Sadi’s spiritual message is not that of a visionary. His religion was an eminently practical one—he had no sympathies with the recluse and the ascetic. To fulfil one’s duties towards one’s fellow-men is to fulfil one’s duty towards the Deity. That is the root-idea of his teachings. “Religion,” he observes, “consists only in the service of the people: it does not lie in the rosary, or prayer-rug, or mendicant’s habit.”
This couplet, occurring in the opening chapter, is put into the mouth of a certain pious man whom one of the kings of Persia is said to have visited in a repentant mood for the purpose of seeking counsel. The story, like many others in the book, may or may not have any foundation in fact, “the histories of ancient kings,” which the poet frequently quotes as his authority, being rather too vague to be convincing. At the same time, the historical allusions form an interesting and instructive background to the legends and the moral precepts so abundantly interwoven among them.
[16]
Although Persia is only yet in the process of readjusting her ideas of government and the prerogatives of rulers, principles more advanced than seem compatible with despotism have been for many centuries current among her people, in theory, at least, if not in practice. Muhammad said that a little practice with much knowledge was better than much practice with little knowledge. On that ground Persia has defence, for the knowledge certainly was there. What could better describe the true relationship between king and people than Sadi’s thirteenth-century epigram?—
Subjects are as the root and the king is as the tree,
And the tree, O son, gains strength from the root.
Not many months ago the autocratic tree at Teheran was rudely severed from its root; perchance the successors of Abu Bakr were not of those to whom “the words of Sadi are agreeable.”
The saving grace of benevolence is illustrated in the second chapter by means of some entertaining anecdotes, of two of which the hero is Hātim Tai, the famous Arabian chief, whose generosity was such that he preferred to die rather than disappoint the messenger sent by a jealous king to slay him. The story of the Darwesh and the Fox is noteworthy inasmuch as it throws a much-needed light upon the Eastern interpretation of all that is implied by “qismat.” It is commonly supposed that the[17] sense of inevitability removes from the Eastern’s mind the necessity for individual effort. This view is distinctly erroneous. No such pernicious doctrine is, at any rate, subscribed to by the educated classes; to the lazy and ne’er-do-well who plead Fate as their excuse, Sadi points the moral.

▸ **Job 1**
In the records, between the lines holding "Where can you spot the metal pot" and "column 851, row 377", inclusive, swap "metal pot body" for "cooking pot body". Write out only those lines again, with nothing else altered.

▸ **Dataset excerpts**
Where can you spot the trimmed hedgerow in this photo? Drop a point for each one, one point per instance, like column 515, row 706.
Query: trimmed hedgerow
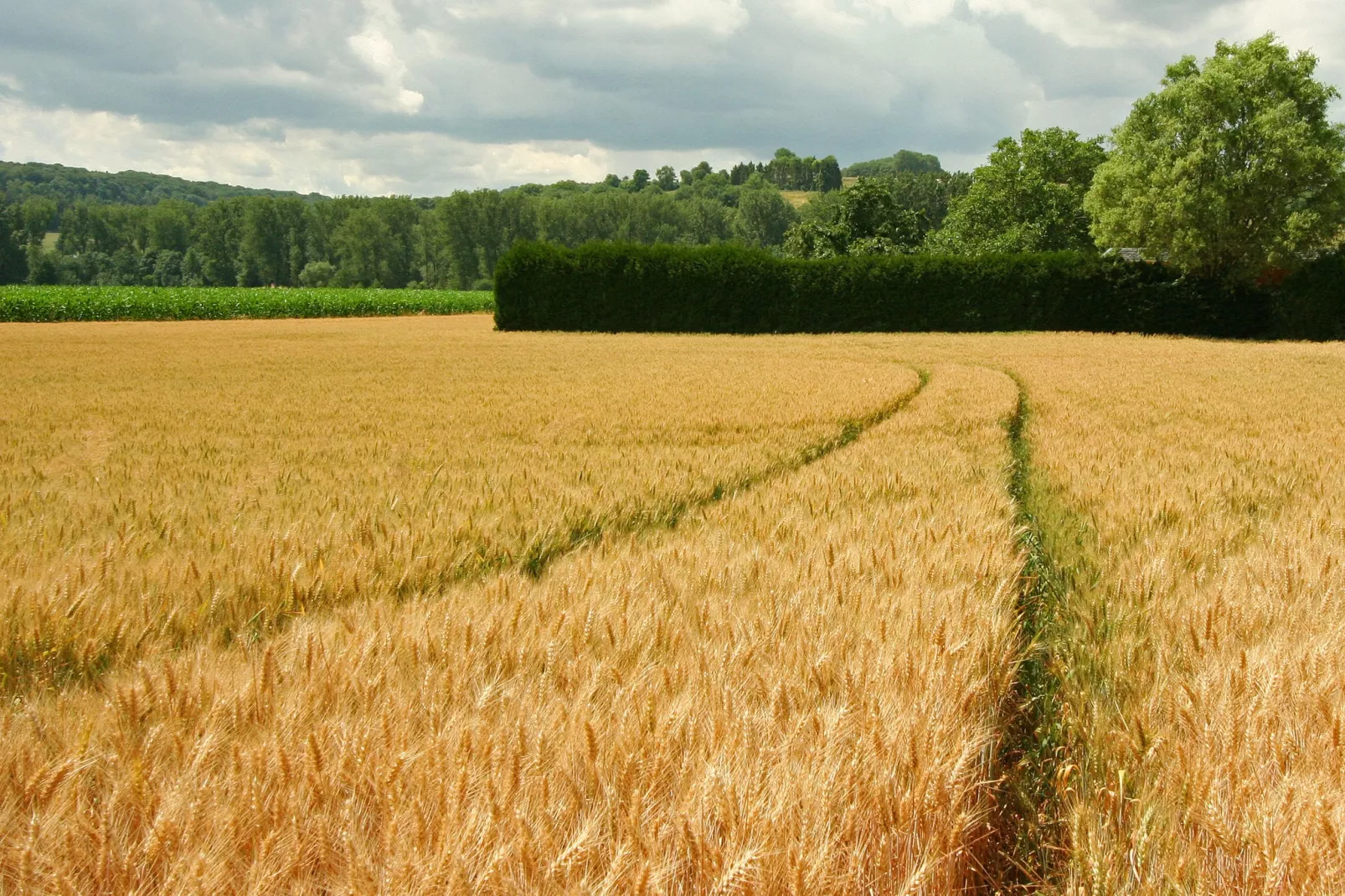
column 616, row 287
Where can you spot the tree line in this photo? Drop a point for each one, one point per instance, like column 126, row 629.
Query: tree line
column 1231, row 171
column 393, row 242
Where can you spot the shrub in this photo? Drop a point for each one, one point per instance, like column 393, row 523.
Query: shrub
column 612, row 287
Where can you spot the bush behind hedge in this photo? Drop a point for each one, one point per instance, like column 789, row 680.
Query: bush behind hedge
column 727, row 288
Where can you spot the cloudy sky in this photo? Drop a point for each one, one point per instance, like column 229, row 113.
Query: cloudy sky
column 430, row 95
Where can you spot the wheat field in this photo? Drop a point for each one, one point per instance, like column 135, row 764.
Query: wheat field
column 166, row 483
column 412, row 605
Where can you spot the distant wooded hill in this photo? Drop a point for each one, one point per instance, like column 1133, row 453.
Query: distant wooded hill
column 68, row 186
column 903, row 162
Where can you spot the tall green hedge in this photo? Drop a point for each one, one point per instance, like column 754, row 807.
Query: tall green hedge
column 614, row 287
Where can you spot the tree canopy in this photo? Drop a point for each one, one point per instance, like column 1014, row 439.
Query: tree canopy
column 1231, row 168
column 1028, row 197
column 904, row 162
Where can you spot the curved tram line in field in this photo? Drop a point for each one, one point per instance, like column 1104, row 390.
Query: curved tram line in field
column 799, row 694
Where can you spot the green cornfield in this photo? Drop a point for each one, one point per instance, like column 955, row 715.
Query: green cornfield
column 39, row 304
...
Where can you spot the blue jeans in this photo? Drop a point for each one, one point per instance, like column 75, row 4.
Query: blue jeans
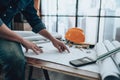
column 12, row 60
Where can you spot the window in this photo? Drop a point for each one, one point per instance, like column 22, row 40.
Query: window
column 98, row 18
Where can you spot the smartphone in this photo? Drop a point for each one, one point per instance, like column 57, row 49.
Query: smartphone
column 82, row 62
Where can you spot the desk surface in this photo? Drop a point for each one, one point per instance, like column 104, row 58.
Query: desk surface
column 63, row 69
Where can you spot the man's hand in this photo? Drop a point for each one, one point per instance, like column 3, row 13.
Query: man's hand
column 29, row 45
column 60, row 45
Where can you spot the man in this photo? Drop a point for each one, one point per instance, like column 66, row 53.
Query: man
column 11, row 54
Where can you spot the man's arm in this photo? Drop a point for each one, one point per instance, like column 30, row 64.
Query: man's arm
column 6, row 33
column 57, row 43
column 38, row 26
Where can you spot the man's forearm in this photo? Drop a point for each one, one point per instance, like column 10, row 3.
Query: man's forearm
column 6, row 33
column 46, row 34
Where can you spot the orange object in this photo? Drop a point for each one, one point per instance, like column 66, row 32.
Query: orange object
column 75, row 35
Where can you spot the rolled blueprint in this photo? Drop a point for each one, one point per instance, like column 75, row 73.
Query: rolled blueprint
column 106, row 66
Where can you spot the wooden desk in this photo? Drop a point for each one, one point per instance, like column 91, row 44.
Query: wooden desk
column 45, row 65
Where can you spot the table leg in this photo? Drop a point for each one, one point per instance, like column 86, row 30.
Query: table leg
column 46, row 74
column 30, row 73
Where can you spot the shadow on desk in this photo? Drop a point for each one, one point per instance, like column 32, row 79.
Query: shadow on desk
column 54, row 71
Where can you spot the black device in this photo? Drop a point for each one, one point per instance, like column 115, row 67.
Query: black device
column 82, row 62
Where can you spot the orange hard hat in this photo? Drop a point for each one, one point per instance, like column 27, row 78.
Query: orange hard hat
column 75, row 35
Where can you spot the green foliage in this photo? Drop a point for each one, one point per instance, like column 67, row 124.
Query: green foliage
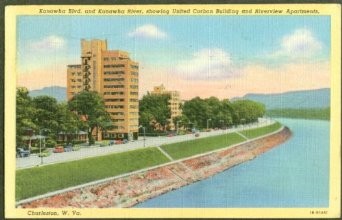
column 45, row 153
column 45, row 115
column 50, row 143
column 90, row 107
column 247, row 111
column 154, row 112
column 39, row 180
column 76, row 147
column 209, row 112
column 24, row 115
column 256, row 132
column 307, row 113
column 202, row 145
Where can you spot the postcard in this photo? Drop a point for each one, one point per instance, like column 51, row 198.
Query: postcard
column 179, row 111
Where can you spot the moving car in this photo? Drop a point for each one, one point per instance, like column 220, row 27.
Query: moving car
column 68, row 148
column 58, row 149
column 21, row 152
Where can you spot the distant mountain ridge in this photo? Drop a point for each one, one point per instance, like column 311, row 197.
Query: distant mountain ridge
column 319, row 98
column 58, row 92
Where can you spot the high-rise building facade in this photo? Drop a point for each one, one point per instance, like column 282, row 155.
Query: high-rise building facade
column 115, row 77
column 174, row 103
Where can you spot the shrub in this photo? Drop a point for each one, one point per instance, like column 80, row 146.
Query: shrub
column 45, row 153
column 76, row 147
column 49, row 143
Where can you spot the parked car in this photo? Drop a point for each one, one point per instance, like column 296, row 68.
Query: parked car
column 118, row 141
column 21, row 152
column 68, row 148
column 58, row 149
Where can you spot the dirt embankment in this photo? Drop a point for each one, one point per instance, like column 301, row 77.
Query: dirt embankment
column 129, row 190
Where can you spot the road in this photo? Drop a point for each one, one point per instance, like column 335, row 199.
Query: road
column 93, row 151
--
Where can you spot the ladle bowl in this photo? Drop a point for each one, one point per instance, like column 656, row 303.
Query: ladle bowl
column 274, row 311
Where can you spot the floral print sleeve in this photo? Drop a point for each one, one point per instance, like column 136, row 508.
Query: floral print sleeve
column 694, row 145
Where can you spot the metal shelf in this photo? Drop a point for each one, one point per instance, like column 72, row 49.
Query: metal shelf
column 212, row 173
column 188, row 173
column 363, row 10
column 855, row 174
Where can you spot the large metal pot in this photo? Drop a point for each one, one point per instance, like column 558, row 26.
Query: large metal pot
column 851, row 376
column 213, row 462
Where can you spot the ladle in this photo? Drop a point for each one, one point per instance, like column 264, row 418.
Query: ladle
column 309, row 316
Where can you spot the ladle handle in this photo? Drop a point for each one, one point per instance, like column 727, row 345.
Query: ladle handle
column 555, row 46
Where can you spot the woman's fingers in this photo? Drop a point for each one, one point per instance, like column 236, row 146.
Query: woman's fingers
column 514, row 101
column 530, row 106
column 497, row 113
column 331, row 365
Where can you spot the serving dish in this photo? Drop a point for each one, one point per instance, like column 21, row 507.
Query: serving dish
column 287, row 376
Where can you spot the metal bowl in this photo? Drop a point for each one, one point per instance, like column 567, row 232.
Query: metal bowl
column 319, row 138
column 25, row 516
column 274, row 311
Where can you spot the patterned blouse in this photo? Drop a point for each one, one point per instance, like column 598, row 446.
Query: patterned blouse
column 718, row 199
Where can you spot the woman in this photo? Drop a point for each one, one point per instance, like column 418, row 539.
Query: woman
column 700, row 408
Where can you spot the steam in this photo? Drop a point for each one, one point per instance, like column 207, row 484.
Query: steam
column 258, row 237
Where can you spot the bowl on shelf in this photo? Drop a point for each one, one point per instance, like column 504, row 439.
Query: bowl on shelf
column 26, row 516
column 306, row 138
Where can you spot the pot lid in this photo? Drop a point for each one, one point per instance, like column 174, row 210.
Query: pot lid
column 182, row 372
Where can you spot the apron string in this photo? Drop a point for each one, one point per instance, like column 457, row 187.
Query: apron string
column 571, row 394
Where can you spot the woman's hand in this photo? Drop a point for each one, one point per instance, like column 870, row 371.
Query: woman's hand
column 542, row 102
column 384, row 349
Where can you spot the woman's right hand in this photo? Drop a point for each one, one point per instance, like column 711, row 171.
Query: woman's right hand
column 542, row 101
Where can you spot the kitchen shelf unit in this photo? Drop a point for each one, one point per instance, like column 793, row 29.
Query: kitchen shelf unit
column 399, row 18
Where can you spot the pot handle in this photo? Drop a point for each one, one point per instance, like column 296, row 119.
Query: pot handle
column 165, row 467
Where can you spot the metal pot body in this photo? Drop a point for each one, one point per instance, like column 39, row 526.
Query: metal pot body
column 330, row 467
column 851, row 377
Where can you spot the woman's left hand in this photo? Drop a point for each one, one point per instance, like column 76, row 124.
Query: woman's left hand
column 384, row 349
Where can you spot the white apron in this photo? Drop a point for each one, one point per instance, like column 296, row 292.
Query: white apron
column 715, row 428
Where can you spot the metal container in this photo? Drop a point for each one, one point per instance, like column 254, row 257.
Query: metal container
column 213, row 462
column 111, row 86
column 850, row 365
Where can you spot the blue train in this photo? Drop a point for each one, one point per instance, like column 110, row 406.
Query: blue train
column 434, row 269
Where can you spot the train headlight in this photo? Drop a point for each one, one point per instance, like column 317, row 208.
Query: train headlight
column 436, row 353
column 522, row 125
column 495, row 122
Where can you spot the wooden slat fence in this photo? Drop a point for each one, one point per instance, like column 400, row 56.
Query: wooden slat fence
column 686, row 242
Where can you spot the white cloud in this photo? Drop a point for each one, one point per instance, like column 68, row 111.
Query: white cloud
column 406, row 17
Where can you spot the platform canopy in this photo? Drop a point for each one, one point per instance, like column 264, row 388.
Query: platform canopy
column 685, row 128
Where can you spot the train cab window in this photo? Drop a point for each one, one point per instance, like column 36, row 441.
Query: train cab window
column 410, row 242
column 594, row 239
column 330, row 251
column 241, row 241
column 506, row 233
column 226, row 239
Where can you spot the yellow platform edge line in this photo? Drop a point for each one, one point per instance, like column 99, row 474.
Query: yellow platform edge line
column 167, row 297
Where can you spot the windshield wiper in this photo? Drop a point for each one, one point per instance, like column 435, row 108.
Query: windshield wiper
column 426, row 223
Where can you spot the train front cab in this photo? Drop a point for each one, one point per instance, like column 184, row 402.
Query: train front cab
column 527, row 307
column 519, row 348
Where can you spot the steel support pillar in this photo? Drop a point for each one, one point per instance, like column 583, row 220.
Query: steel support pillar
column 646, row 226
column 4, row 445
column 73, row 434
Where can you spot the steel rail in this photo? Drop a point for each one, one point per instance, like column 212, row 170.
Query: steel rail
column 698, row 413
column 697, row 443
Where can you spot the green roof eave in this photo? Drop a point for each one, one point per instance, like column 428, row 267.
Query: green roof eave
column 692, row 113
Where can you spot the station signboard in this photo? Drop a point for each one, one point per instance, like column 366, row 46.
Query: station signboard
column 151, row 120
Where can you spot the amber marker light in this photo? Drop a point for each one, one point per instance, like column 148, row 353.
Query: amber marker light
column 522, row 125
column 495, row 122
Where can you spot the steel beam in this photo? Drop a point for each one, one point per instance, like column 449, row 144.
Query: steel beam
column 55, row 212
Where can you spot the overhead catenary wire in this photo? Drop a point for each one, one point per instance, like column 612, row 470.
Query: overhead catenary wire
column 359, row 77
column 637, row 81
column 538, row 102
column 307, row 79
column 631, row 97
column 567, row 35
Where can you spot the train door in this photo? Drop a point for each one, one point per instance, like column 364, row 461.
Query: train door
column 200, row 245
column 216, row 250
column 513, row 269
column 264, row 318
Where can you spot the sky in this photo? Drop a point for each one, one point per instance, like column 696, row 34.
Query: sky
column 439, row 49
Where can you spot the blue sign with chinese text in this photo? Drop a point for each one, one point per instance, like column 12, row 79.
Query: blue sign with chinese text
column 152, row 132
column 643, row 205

▸ **Job 2**
Answer these from the passage on Sadi.
(a) According to Sadi, what does religion consist only in?
(b) Who is the hero of two of the anecdotes in the second chapter?
(c) In Sadi's epigram, what are subjects compared to?

▸ **Expected output 1**
Where can you spot the cooking pot body in this photo? Drop a point for each one, one point per instance, like column 39, row 526.
Query: cooking pot body
column 330, row 467
column 851, row 377

▸ **Expected output 2**
(a) The service of the people.
(b) Hātim Tai, the famous Arabian chief.
(c) The root.